'''
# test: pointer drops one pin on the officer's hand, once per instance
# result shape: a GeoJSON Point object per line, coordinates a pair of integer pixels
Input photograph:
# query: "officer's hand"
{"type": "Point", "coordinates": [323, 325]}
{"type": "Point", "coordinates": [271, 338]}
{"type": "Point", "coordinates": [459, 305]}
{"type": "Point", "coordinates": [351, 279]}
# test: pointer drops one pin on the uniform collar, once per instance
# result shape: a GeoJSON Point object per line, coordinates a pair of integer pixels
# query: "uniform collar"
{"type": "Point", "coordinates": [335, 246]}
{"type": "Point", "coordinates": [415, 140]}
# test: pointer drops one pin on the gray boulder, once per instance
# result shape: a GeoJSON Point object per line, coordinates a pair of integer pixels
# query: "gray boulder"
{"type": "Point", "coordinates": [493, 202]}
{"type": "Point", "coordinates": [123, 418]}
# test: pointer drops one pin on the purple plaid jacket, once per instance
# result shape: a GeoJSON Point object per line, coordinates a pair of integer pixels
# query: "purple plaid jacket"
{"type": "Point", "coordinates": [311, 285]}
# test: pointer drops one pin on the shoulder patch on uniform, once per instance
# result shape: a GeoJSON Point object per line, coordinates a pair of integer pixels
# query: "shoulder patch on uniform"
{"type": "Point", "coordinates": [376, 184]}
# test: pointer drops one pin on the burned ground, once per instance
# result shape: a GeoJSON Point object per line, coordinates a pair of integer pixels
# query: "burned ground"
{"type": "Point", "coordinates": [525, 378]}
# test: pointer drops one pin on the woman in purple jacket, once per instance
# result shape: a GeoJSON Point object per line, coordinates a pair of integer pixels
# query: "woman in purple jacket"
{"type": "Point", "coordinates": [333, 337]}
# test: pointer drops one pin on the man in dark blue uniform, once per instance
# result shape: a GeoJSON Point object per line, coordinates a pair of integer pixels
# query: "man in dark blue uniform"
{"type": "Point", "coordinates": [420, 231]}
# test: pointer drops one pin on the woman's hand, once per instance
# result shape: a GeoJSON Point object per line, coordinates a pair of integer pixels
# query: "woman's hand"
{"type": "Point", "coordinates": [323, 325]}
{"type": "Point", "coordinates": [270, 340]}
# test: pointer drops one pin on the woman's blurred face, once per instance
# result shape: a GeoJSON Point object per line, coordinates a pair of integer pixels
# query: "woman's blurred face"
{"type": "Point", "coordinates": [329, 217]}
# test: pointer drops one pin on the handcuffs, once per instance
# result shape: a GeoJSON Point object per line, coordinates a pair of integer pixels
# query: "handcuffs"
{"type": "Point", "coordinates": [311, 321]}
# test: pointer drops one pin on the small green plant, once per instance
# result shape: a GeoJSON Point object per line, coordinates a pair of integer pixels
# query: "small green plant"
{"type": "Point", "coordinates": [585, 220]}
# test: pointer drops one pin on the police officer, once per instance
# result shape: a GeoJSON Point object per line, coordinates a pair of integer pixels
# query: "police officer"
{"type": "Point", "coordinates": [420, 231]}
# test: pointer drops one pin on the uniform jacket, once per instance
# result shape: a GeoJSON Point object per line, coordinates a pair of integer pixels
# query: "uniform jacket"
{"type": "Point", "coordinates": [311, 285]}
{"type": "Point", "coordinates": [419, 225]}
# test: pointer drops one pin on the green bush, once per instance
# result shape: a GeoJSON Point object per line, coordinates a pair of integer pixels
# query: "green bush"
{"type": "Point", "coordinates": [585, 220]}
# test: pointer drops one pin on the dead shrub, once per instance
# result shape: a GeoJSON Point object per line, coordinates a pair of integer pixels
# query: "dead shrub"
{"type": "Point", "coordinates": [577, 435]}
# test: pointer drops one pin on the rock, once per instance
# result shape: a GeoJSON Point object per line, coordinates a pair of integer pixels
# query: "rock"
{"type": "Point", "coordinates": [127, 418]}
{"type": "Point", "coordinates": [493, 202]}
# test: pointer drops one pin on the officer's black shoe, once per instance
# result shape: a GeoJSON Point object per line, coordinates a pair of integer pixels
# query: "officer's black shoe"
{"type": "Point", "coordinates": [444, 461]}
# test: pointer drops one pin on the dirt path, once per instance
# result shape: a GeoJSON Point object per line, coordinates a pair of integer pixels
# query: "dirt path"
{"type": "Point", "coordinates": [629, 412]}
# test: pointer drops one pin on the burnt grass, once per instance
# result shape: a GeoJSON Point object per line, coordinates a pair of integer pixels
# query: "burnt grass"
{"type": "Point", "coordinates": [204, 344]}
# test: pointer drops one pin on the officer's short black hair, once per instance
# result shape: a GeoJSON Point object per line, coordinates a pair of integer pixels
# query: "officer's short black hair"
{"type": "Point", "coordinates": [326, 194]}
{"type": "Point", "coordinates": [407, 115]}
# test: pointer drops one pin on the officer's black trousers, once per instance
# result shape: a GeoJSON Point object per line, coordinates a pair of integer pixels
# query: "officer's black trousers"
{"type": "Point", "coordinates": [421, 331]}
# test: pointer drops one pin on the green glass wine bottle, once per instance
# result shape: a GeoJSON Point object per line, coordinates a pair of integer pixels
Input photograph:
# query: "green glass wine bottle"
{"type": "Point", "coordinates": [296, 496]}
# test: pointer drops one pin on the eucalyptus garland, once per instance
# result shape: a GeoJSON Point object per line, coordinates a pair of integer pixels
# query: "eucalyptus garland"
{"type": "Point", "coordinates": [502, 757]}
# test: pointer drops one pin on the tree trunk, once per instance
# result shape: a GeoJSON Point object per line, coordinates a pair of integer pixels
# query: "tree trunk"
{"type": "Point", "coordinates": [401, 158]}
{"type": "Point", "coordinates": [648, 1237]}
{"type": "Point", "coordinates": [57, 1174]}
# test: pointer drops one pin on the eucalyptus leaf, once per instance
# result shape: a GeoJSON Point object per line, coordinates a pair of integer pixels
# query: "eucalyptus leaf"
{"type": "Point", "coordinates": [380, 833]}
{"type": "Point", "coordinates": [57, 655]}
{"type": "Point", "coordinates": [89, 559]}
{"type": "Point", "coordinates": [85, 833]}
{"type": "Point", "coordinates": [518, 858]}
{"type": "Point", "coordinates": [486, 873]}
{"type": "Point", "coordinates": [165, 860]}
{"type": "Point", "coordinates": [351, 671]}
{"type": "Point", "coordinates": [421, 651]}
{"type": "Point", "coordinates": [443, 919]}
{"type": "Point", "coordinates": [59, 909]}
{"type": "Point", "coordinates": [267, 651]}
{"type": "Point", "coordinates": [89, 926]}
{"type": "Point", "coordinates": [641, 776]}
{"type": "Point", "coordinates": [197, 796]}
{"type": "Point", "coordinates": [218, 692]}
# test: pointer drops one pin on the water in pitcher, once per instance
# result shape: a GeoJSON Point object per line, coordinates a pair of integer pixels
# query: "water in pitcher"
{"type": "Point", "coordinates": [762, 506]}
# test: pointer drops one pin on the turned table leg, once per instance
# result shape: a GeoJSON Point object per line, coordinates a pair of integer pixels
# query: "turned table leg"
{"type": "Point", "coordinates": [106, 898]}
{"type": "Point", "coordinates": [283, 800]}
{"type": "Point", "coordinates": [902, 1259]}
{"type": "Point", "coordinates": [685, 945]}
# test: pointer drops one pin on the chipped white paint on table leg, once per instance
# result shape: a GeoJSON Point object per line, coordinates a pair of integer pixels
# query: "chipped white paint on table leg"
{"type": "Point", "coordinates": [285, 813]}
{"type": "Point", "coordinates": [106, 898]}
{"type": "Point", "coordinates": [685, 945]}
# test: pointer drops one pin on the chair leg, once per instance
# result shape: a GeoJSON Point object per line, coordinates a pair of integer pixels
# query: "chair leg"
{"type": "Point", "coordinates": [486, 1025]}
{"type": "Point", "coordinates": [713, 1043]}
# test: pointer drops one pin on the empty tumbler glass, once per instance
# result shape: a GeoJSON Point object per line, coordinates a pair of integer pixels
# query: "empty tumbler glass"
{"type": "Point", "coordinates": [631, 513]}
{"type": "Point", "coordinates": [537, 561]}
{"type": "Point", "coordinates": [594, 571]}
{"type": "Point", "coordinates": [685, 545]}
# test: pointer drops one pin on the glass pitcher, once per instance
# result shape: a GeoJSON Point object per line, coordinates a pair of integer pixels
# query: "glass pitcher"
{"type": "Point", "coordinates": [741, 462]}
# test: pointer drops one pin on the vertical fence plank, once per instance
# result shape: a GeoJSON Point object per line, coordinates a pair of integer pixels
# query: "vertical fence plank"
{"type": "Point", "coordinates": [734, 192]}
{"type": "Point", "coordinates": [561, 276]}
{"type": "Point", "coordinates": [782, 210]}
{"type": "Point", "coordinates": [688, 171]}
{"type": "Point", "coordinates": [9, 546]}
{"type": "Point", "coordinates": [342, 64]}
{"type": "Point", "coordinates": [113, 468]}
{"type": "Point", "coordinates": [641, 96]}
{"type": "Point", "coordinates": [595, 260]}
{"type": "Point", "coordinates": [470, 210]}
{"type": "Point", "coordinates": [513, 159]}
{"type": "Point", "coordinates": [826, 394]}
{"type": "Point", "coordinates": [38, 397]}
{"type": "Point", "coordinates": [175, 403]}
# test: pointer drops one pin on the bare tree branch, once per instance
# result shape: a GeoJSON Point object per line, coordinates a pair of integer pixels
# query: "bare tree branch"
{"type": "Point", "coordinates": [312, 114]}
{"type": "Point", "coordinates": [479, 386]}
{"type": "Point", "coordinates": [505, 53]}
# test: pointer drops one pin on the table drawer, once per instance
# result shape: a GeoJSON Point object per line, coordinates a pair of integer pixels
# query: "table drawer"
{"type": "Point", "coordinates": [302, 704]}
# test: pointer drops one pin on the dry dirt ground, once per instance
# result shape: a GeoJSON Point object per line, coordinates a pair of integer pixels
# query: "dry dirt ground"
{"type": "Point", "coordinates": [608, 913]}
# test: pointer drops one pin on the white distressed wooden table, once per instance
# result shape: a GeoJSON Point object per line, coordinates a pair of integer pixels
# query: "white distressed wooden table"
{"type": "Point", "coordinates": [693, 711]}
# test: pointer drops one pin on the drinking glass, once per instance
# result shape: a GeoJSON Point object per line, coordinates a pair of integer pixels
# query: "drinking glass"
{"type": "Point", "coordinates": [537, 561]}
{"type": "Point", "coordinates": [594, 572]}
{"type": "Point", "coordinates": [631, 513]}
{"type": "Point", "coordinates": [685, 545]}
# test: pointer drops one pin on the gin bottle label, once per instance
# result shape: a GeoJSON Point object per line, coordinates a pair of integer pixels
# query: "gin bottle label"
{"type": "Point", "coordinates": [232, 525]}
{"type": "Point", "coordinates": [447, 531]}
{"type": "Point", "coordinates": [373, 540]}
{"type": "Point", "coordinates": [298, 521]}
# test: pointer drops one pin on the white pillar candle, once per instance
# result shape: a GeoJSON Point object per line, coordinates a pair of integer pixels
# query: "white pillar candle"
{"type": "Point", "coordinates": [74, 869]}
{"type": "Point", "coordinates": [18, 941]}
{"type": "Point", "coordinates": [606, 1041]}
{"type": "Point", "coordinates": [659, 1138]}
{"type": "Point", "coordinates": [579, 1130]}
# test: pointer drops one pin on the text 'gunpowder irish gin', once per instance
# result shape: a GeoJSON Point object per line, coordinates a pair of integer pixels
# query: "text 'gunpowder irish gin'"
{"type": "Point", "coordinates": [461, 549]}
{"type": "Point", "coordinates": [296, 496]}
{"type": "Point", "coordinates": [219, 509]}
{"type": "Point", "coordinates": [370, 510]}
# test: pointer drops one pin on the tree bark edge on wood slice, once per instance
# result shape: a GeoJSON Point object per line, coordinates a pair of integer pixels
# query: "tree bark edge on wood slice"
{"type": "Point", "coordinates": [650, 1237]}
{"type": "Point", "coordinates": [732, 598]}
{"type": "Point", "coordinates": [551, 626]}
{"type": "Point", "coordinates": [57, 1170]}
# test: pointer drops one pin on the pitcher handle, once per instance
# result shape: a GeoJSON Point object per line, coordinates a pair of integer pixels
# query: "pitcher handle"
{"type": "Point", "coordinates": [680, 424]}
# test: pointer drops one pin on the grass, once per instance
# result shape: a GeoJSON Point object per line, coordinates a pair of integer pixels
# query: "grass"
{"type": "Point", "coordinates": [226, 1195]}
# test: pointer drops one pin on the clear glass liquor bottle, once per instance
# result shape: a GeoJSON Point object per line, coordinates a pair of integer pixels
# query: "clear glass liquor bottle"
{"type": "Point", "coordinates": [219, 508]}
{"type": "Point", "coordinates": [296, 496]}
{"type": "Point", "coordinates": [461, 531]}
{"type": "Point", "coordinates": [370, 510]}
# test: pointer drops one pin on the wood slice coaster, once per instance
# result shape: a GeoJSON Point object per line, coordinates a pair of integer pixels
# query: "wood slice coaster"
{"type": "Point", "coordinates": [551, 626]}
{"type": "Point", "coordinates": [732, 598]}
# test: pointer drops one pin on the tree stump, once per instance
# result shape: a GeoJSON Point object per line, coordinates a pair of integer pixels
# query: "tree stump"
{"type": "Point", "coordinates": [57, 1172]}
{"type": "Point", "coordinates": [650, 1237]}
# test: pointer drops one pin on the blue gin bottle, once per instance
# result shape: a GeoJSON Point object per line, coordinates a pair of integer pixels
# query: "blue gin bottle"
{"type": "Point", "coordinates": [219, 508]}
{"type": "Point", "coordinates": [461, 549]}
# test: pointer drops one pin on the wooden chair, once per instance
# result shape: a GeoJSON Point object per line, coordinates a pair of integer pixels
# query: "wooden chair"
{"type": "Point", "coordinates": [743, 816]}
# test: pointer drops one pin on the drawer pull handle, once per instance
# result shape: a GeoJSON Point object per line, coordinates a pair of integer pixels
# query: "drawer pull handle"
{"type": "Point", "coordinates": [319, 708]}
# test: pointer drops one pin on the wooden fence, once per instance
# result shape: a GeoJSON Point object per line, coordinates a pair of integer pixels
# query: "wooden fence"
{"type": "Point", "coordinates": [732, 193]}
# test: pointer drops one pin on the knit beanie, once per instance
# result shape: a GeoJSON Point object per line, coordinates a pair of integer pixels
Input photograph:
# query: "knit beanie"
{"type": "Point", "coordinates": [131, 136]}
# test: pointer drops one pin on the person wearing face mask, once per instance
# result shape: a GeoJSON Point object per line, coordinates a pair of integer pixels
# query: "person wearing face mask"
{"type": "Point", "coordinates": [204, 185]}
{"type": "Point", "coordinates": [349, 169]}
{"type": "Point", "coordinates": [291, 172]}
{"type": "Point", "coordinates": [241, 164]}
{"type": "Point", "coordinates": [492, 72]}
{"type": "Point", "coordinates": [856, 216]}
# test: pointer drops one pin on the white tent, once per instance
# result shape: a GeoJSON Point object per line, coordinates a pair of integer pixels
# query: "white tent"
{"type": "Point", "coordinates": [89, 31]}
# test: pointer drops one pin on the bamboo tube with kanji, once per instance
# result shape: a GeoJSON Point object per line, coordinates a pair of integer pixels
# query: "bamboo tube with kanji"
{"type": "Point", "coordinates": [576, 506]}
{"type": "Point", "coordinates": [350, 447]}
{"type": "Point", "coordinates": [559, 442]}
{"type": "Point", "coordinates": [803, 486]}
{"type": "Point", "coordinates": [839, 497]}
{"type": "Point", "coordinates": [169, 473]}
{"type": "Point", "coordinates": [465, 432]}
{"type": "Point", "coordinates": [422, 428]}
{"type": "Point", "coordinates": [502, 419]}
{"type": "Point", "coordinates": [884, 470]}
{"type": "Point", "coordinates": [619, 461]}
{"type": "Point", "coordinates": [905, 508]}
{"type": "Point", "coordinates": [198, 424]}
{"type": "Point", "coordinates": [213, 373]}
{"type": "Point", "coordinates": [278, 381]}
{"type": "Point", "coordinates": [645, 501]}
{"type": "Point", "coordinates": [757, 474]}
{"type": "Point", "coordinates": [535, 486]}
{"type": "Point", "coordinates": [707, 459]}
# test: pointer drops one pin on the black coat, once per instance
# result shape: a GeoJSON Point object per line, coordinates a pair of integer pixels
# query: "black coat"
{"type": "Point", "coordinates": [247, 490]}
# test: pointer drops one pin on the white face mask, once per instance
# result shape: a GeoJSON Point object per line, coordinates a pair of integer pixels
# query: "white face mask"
'''
◆ **DESCRIPTION OF THE TASK**: Starting at the line that contains "# test: pointer drops one pin on the person", repeat each line exactly through the last one in the listing. Include both of those lines and nothing more.

◆ **SOLUTION TO THIS PROBLEM**:
# test: pointer drops one pin on the person wearing face mask, once per instance
# result shape: a GeoJSON Point object per line, coordinates a pair of integer pixels
# query: "person wearing face mask"
{"type": "Point", "coordinates": [204, 185]}
{"type": "Point", "coordinates": [349, 169]}
{"type": "Point", "coordinates": [291, 172]}
{"type": "Point", "coordinates": [241, 164]}
{"type": "Point", "coordinates": [492, 72]}
{"type": "Point", "coordinates": [856, 216]}
# test: pointer drops one pin on the white tent, once per instance
# result shape: a GeoJSON Point object per line, coordinates a pair of integer pixels
# query: "white tent"
{"type": "Point", "coordinates": [89, 31]}
# test: pointer drops one pin on the bamboo tube with kanji, once per instance
# result shape: a GeoJSON Point object per line, coordinates a pair of integer pixels
# query: "bamboo tube with kanji"
{"type": "Point", "coordinates": [576, 506]}
{"type": "Point", "coordinates": [350, 447]}
{"type": "Point", "coordinates": [559, 442]}
{"type": "Point", "coordinates": [803, 486]}
{"type": "Point", "coordinates": [839, 497]}
{"type": "Point", "coordinates": [169, 473]}
{"type": "Point", "coordinates": [465, 432]}
{"type": "Point", "coordinates": [422, 428]}
{"type": "Point", "coordinates": [502, 419]}
{"type": "Point", "coordinates": [884, 470]}
{"type": "Point", "coordinates": [619, 461]}
{"type": "Point", "coordinates": [905, 508]}
{"type": "Point", "coordinates": [198, 424]}
{"type": "Point", "coordinates": [213, 373]}
{"type": "Point", "coordinates": [278, 381]}
{"type": "Point", "coordinates": [645, 501]}
{"type": "Point", "coordinates": [757, 474]}
{"type": "Point", "coordinates": [535, 486]}
{"type": "Point", "coordinates": [707, 459]}
# test: pointer drops one pin on the black coat, once per instance
# result shape: a GeoJSON Point object per line, coordinates a pair of integer pixels
# query: "black coat"
{"type": "Point", "coordinates": [247, 490]}
# test: pointer drops one pin on the white face mask, once per instance
# result shape: a GeoJSON Point object per line, coordinates a pair of integer pixels
# query: "white face mask"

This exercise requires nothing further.